### EXERCISE DESCRIPTION
Exact reproduction of every entry is required.
═════ PROVIDED RECORDS ═════
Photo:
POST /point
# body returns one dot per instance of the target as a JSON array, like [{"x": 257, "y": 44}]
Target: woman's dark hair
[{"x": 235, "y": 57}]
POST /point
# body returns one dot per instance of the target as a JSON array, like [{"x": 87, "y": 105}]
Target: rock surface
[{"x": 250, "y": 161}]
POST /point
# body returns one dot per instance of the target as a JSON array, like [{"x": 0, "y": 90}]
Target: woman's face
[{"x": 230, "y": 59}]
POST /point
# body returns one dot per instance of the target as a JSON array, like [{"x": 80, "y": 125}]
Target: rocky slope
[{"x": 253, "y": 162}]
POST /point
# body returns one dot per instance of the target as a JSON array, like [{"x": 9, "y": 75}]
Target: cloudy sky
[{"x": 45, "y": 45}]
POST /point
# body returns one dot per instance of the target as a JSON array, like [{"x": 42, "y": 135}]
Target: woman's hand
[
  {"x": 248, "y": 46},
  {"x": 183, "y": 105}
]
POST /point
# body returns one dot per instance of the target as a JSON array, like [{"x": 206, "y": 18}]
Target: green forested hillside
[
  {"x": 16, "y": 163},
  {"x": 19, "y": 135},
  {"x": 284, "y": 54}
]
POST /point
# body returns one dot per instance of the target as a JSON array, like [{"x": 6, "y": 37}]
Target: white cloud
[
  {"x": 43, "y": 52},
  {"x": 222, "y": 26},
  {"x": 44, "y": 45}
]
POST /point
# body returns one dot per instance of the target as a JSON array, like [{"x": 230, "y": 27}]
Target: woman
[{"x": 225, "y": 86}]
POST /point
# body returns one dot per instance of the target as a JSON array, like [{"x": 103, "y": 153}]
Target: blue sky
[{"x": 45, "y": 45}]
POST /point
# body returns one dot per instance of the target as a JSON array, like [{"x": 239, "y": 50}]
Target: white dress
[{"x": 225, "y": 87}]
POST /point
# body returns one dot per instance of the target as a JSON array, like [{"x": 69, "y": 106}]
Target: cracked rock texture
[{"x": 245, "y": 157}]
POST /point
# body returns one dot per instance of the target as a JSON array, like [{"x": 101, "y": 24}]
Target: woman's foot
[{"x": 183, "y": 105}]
═════
### TASK OUTPUT
Photo:
POST /point
# body returns one dot per instance of the target as a JSON array, like [{"x": 257, "y": 44}]
Target: woman's dark hair
[{"x": 235, "y": 57}]
POST /point
# body returns one dot per instance of the target as a JSON array, like [{"x": 87, "y": 105}]
Target: rock surface
[{"x": 250, "y": 161}]
POST /point
# body returns one dot per instance of the target as a JSON array, like [{"x": 0, "y": 90}]
Target: woman's face
[{"x": 230, "y": 59}]
POST /point
# body returns one dot per instance of the target as a JSON array, like [{"x": 80, "y": 125}]
Target: rocky slope
[{"x": 253, "y": 162}]
POST /point
# body returns one dot per instance of the target as a JSON array, like [{"x": 9, "y": 75}]
Target: cloudy sky
[{"x": 45, "y": 45}]
POST /point
# body returns one dot per instance of the target as a JSON array, like [{"x": 42, "y": 135}]
Target: woman's hand
[
  {"x": 248, "y": 46},
  {"x": 183, "y": 105}
]
POST /point
# body returns one dot per instance of the target as a JSON array, like [{"x": 206, "y": 18}]
Target: green forested hillside
[
  {"x": 16, "y": 163},
  {"x": 19, "y": 135},
  {"x": 284, "y": 54}
]
POST /point
# body returns one dot per instance of the target as a JSON array, like [{"x": 6, "y": 37}]
Target: white cloud
[
  {"x": 43, "y": 52},
  {"x": 222, "y": 26},
  {"x": 44, "y": 45}
]
POST /point
# body returns one dot per instance of the target as a JSON array, like [{"x": 230, "y": 27}]
Target: woman
[{"x": 225, "y": 86}]
POST /point
# body returns one dot per instance of the target as a JSON array, like [{"x": 103, "y": 153}]
Target: blue sky
[{"x": 45, "y": 45}]
POST /point
# body returns one dot per instance of the target as a JSON array, like [{"x": 239, "y": 50}]
Target: white dress
[{"x": 225, "y": 87}]
POST /point
# body returns one dot per instance of the target as a JSON array, like [{"x": 69, "y": 106}]
Target: cracked rock texture
[{"x": 245, "y": 157}]
POST /point
# body returns one dot per instance of the target as a JSON array, like [{"x": 101, "y": 24}]
Target: woman's foot
[{"x": 183, "y": 105}]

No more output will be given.